Records start

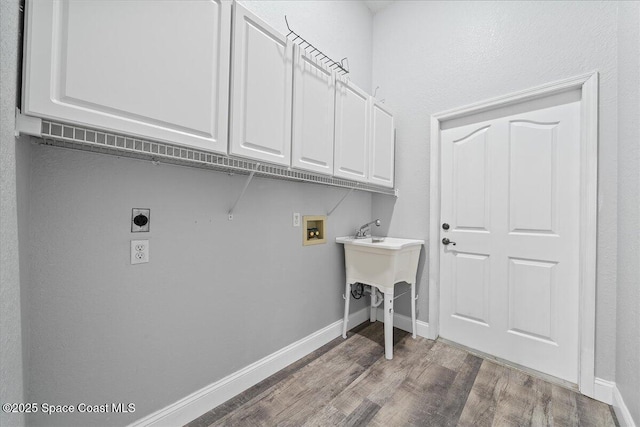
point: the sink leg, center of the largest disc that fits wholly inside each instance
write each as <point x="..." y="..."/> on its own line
<point x="413" y="309"/>
<point x="347" y="299"/>
<point x="388" y="326"/>
<point x="373" y="312"/>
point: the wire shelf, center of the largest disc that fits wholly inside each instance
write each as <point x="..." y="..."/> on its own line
<point x="87" y="139"/>
<point x="310" y="49"/>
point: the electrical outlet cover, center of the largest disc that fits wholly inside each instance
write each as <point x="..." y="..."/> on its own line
<point x="139" y="251"/>
<point x="140" y="220"/>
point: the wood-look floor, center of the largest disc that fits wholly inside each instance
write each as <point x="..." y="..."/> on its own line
<point x="428" y="383"/>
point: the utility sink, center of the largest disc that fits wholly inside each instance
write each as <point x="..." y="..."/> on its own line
<point x="381" y="263"/>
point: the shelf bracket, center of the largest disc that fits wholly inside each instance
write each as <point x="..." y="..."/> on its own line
<point x="341" y="200"/>
<point x="246" y="184"/>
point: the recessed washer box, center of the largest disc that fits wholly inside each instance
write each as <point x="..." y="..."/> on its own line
<point x="314" y="229"/>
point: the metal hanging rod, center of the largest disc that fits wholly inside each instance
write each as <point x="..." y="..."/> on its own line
<point x="99" y="141"/>
<point x="338" y="67"/>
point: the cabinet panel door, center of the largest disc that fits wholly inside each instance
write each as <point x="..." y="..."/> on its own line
<point x="158" y="70"/>
<point x="313" y="115"/>
<point x="351" y="132"/>
<point x="382" y="147"/>
<point x="262" y="86"/>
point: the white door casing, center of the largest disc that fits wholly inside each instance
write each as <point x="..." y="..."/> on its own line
<point x="91" y="63"/>
<point x="313" y="114"/>
<point x="587" y="87"/>
<point x="261" y="90"/>
<point x="510" y="192"/>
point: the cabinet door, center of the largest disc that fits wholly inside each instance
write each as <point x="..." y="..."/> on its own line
<point x="351" y="132"/>
<point x="261" y="90"/>
<point x="382" y="148"/>
<point x="158" y="70"/>
<point x="313" y="114"/>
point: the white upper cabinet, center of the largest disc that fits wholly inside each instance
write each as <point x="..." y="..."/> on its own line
<point x="351" y="132"/>
<point x="313" y="114"/>
<point x="382" y="148"/>
<point x="261" y="91"/>
<point x="156" y="69"/>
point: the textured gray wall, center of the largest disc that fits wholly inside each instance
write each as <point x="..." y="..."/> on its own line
<point x="628" y="315"/>
<point x="432" y="56"/>
<point x="11" y="367"/>
<point x="217" y="294"/>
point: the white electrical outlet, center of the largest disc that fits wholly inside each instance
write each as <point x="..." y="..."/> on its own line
<point x="139" y="251"/>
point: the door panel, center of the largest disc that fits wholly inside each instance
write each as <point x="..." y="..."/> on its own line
<point x="532" y="299"/>
<point x="471" y="184"/>
<point x="261" y="91"/>
<point x="510" y="191"/>
<point x="471" y="287"/>
<point x="533" y="163"/>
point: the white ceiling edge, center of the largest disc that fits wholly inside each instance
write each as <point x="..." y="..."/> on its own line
<point x="377" y="5"/>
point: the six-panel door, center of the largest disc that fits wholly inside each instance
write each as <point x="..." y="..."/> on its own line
<point x="153" y="69"/>
<point x="261" y="91"/>
<point x="313" y="114"/>
<point x="511" y="193"/>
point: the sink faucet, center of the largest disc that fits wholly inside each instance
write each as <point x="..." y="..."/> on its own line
<point x="361" y="233"/>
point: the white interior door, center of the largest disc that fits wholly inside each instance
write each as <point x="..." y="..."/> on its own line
<point x="510" y="194"/>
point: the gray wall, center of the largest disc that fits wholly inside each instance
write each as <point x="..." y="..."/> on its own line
<point x="11" y="349"/>
<point x="216" y="295"/>
<point x="628" y="315"/>
<point x="432" y="56"/>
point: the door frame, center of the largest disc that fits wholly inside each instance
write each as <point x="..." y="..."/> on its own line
<point x="588" y="85"/>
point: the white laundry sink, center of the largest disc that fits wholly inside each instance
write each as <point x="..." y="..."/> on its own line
<point x="381" y="264"/>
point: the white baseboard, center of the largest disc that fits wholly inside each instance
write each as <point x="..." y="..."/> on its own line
<point x="207" y="398"/>
<point x="403" y="322"/>
<point x="622" y="412"/>
<point x="607" y="392"/>
<point x="603" y="391"/>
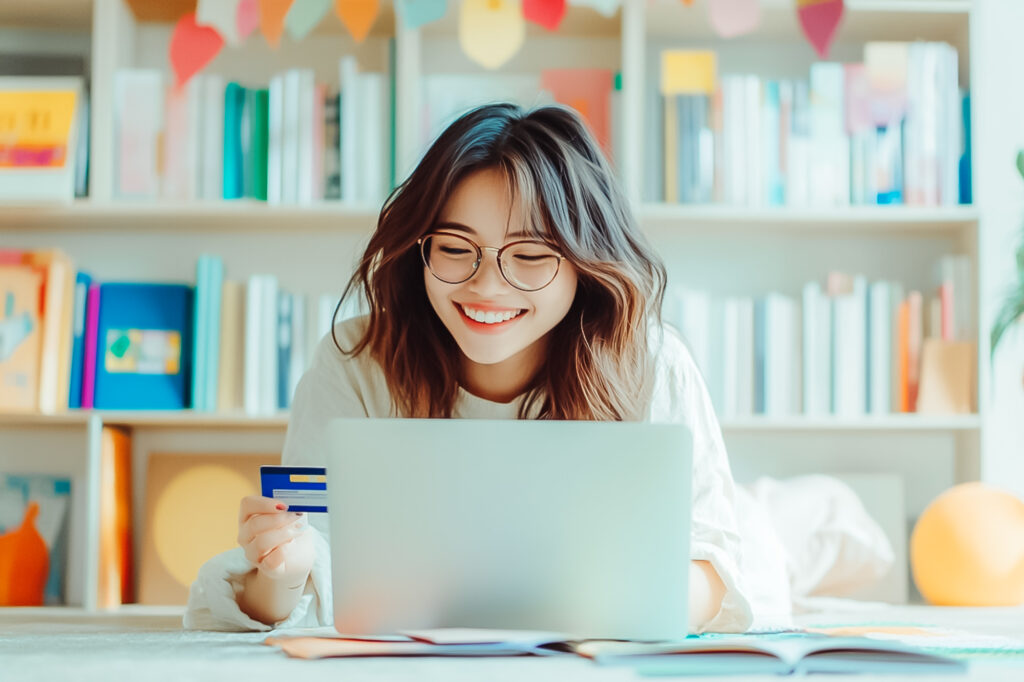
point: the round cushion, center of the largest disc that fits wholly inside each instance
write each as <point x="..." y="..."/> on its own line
<point x="968" y="548"/>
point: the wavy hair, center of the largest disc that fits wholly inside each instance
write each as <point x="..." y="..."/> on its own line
<point x="598" y="364"/>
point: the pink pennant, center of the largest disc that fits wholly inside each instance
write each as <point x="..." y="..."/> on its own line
<point x="248" y="17"/>
<point x="193" y="47"/>
<point x="819" y="18"/>
<point x="548" y="13"/>
<point x="733" y="17"/>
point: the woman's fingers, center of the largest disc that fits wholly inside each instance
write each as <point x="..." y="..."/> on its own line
<point x="256" y="504"/>
<point x="263" y="522"/>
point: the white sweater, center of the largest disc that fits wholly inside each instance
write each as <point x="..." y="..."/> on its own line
<point x="338" y="385"/>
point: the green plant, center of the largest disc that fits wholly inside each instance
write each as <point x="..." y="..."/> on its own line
<point x="1013" y="306"/>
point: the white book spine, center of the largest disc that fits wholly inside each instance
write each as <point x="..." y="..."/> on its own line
<point x="253" y="343"/>
<point x="275" y="141"/>
<point x="306" y="137"/>
<point x="881" y="348"/>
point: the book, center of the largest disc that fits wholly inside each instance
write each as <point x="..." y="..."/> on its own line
<point x="770" y="654"/>
<point x="143" y="348"/>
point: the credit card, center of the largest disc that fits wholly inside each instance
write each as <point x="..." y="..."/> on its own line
<point x="302" y="488"/>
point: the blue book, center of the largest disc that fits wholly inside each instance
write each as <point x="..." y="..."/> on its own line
<point x="144" y="346"/>
<point x="284" y="349"/>
<point x="235" y="97"/>
<point x="82" y="282"/>
<point x="215" y="291"/>
<point x="199" y="334"/>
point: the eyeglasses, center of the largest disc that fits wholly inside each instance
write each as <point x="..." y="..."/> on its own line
<point x="527" y="265"/>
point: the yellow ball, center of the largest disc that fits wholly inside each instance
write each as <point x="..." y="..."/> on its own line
<point x="968" y="548"/>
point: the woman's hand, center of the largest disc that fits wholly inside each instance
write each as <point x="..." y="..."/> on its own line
<point x="278" y="542"/>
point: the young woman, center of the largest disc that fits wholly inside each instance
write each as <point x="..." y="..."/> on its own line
<point x="507" y="279"/>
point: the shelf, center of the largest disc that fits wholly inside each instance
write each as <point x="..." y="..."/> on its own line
<point x="242" y="214"/>
<point x="187" y="419"/>
<point x="902" y="423"/>
<point x="900" y="219"/>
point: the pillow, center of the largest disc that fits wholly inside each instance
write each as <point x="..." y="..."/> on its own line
<point x="833" y="547"/>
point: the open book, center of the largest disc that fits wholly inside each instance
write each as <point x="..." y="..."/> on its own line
<point x="780" y="654"/>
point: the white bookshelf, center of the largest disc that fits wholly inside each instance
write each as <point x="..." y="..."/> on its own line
<point x="731" y="250"/>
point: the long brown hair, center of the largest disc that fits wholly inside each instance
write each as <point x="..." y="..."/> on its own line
<point x="599" y="366"/>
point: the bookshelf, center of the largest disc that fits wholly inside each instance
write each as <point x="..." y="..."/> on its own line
<point x="729" y="249"/>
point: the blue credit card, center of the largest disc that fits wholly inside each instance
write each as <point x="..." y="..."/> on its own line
<point x="302" y="488"/>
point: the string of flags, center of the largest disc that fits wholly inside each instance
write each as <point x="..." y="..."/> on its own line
<point x="491" y="32"/>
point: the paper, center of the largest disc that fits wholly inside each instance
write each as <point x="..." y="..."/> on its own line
<point x="548" y="13"/>
<point x="419" y="12"/>
<point x="491" y="31"/>
<point x="733" y="17"/>
<point x="247" y="17"/>
<point x="193" y="47"/>
<point x="271" y="19"/>
<point x="304" y="15"/>
<point x="220" y="15"/>
<point x="588" y="91"/>
<point x="819" y="18"/>
<point x="35" y="127"/>
<point x="606" y="7"/>
<point x="357" y="15"/>
<point x="688" y="72"/>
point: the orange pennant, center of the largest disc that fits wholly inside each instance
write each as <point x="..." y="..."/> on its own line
<point x="271" y="19"/>
<point x="357" y="15"/>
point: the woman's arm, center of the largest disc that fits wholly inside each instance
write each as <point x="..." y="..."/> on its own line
<point x="707" y="592"/>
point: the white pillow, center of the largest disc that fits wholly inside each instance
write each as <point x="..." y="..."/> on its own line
<point x="833" y="546"/>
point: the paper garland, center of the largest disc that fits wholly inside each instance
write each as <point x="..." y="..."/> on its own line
<point x="818" y="19"/>
<point x="548" y="13"/>
<point x="193" y="47"/>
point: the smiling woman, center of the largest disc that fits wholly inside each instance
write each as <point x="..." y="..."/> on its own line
<point x="507" y="279"/>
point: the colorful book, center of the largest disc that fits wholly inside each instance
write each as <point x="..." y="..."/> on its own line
<point x="144" y="338"/>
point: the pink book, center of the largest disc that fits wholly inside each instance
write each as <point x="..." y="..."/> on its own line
<point x="91" y="343"/>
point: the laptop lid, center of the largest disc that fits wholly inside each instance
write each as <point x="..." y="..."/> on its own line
<point x="580" y="527"/>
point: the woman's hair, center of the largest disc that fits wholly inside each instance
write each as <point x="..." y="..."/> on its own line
<point x="598" y="364"/>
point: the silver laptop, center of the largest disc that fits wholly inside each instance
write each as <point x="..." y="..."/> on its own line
<point x="578" y="527"/>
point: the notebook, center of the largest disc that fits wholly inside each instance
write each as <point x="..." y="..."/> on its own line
<point x="778" y="654"/>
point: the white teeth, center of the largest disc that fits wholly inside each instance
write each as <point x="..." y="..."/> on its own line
<point x="489" y="317"/>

Records end

*Exercise directions*
Include both ends. Return the line holding "point: the white pillow, center" and all lines after it in the records above, exactly as written.

*Exercise solution*
point: the white pillow, center of the largest disc that fits wholly inside each instance
write each as <point x="..." y="..."/> on its own line
<point x="833" y="546"/>
point: the paper garland, center of the largest disc that fits wholly inside each instance
write each as <point x="..." y="..."/> on its own line
<point x="818" y="19"/>
<point x="548" y="13"/>
<point x="193" y="47"/>
point: the smiling woman, center of the largest disc that fits wholly inside each instance
write each as <point x="..." y="..."/> on its own line
<point x="507" y="279"/>
point: the colorful book, center of the largest disc that fits wholly inside each instance
write each as <point x="..." y="..."/> on its own line
<point x="144" y="338"/>
point: the pink book, center of the largest disc that fits wholly inside each instance
write each as <point x="..." y="..."/> on its own line
<point x="91" y="343"/>
point: the laptop lid, center of the largest disc that fits wholly inside each instance
write each as <point x="..." y="..."/> on its own line
<point x="580" y="527"/>
point: the woman's hair, center of the largest disc that fits wholly inside each instance
write each as <point x="..." y="..."/> on its own line
<point x="598" y="364"/>
point: the silver laptop, center of the largest disc that fits wholly inside each instance
write each as <point x="..." y="..."/> on its own line
<point x="578" y="527"/>
point: the notebook, center of the largest disc that fits wholly inside each instance
write each as <point x="..." y="..."/> on its own line
<point x="778" y="654"/>
point: the white teeth, center of the largest disc that fits wholly inside each instance
write each as <point x="..." y="..."/> on its own line
<point x="489" y="317"/>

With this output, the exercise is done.